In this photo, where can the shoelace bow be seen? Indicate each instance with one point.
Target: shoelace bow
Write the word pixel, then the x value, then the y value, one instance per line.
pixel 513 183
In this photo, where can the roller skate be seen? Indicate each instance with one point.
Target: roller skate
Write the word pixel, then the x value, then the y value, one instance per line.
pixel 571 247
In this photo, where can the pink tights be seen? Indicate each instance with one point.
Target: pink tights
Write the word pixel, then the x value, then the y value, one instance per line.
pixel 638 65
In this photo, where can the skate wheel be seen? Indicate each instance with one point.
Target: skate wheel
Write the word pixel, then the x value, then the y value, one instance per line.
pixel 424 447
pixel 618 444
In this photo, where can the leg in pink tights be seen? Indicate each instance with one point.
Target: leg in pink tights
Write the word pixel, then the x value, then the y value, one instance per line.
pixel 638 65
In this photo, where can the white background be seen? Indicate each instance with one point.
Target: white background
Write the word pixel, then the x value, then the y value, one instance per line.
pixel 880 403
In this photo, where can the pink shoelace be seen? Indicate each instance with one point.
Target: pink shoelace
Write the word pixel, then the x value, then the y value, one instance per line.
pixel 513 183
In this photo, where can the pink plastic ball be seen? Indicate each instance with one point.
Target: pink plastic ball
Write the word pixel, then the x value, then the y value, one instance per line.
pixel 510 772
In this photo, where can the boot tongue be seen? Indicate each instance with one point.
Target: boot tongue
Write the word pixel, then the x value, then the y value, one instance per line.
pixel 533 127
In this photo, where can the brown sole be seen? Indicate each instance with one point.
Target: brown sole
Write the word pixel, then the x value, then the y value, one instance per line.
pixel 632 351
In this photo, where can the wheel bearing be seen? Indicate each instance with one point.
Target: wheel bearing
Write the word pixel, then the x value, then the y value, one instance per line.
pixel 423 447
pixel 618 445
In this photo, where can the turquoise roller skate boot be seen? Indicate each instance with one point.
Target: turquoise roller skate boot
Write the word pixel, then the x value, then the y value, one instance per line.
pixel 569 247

--------------------------------------------------

- _WHAT IS REQUIRED_
Check each line of the data for the word "brown", then state only how many lines hold it.

- _REPLY_
2